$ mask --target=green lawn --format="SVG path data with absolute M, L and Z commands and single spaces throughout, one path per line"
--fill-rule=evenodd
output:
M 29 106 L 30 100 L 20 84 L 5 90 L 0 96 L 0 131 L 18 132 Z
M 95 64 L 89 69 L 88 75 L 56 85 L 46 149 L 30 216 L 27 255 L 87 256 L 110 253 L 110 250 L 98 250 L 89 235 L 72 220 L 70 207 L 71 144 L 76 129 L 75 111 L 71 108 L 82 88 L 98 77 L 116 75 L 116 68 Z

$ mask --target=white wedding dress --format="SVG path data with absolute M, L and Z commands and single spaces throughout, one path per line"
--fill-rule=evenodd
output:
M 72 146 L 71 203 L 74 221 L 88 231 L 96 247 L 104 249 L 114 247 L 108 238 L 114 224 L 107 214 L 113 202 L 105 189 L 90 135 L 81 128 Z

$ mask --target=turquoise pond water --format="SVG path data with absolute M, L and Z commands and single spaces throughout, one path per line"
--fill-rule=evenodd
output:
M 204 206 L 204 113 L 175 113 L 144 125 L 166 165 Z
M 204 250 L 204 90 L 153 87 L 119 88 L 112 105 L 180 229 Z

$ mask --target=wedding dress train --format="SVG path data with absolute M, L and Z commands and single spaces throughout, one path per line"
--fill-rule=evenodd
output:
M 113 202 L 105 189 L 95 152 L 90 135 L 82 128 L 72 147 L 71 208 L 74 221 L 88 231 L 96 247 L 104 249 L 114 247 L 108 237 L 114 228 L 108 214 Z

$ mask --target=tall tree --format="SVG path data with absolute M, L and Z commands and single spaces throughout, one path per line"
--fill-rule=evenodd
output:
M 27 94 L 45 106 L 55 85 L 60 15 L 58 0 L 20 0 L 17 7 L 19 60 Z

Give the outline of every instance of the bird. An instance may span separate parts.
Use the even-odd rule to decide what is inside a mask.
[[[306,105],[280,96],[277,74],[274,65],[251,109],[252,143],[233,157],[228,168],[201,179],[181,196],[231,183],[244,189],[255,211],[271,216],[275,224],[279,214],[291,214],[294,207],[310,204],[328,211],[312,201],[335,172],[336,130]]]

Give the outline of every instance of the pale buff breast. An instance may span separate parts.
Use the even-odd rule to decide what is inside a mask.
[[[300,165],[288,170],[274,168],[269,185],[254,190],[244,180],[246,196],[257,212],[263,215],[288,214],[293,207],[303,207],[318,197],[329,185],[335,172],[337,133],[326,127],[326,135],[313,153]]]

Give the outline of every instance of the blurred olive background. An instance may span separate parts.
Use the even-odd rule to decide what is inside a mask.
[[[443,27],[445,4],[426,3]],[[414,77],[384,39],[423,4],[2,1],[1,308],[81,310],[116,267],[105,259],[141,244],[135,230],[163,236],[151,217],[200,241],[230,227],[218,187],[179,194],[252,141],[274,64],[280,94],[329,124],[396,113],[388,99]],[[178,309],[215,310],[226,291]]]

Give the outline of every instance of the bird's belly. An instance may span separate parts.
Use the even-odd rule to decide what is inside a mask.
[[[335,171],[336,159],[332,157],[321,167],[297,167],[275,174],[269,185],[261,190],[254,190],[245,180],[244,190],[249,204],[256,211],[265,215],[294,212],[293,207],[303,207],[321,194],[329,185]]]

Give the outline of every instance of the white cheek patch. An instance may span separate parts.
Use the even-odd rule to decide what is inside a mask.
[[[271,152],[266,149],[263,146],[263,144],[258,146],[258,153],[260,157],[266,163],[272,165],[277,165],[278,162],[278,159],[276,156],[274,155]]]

========================================

Copy every line of the records above, character for character, without changing, adding or leaving out anything.

> _Full response_
$ mask --target=green lawn --format="SVG path data with absolute M, L and Z commands and single spaces throughout, one path per line"
--fill-rule=evenodd
output:
M 29 106 L 30 100 L 20 84 L 5 90 L 0 96 L 0 131 L 18 132 Z
M 95 64 L 89 69 L 88 75 L 56 85 L 46 149 L 30 216 L 27 255 L 87 256 L 110 253 L 110 250 L 98 250 L 89 235 L 72 220 L 70 207 L 71 144 L 76 129 L 75 111 L 71 108 L 82 88 L 98 77 L 116 75 L 116 68 Z

$ mask --target=white wedding dress --format="SVG path data with absolute M, L and Z commands and single spaces throughout, one path per line"
--fill-rule=evenodd
output:
M 72 146 L 71 203 L 74 221 L 88 231 L 96 247 L 104 249 L 114 247 L 108 238 L 114 224 L 107 214 L 113 202 L 105 189 L 90 135 L 81 128 Z

$ mask --target=turquoise pond water --format="SVG path data with absolute M, L and Z commands and single spaces throughout, one path per line"
--fill-rule=evenodd
output:
M 204 206 L 204 113 L 175 113 L 144 125 L 166 165 Z
M 204 250 L 204 90 L 153 87 L 119 88 L 112 105 L 180 229 Z

$ mask --target=wedding dress train --format="SVG path data with absolute M, L and Z commands and single spaces throughout, one path per line"
--fill-rule=evenodd
output:
M 113 202 L 105 189 L 95 152 L 90 135 L 82 128 L 72 147 L 71 208 L 74 221 L 88 231 L 96 247 L 104 249 L 114 247 L 108 237 L 114 228 L 108 214 Z

$ mask --target=tall tree --format="SVG path data with absolute M, L and Z commands and single spaces throughout, one path per line"
--fill-rule=evenodd
output:
M 27 94 L 45 106 L 55 85 L 60 15 L 58 0 L 20 0 L 17 7 L 19 60 Z

Give the outline of every instance of the bird. An instance may span separate parts.
Use the even-odd rule to decide what is inside a mask.
[[[306,105],[280,96],[277,74],[274,65],[251,109],[252,143],[233,157],[228,168],[201,179],[181,196],[231,183],[244,189],[255,211],[271,216],[275,224],[279,214],[291,214],[294,207],[310,204],[328,211],[312,201],[335,172],[336,130]]]

Give the outline of every instance of the pale buff breast. An instance may span separate parts.
Use the even-odd rule to decide what is inside a mask.
[[[300,165],[288,170],[274,168],[269,185],[254,190],[244,180],[246,196],[257,212],[263,215],[288,214],[293,207],[303,207],[318,197],[329,185],[335,172],[337,133],[326,127],[326,135],[313,153]]]

Give the outline of every instance of the blurred olive background. An instance may span separate parts.
Use the even-odd rule to decide what is inside a mask.
[[[443,27],[445,4],[426,3]],[[414,77],[384,39],[423,4],[2,1],[1,308],[81,310],[116,267],[105,259],[141,244],[135,230],[163,236],[151,217],[200,241],[230,227],[218,187],[179,194],[252,141],[274,64],[280,94],[329,124],[396,113],[388,99]],[[178,309],[215,310],[226,291]]]

Give the outline of every instance of the bird's belly. An instance may span separate parts.
Use the even-odd rule to decide what is inside a mask.
[[[335,171],[336,159],[332,157],[321,167],[297,167],[275,174],[269,185],[261,190],[254,190],[245,180],[244,190],[249,204],[256,211],[265,215],[294,212],[293,207],[303,207],[321,194],[329,185]]]

Give the outline of every instance of the white cheek patch. An instance may span separate parts.
Use the even-odd rule to decide what is inside a mask.
[[[271,152],[266,149],[263,146],[263,144],[258,146],[258,153],[260,157],[266,163],[272,165],[277,165],[278,162],[278,159],[276,156],[274,155]]]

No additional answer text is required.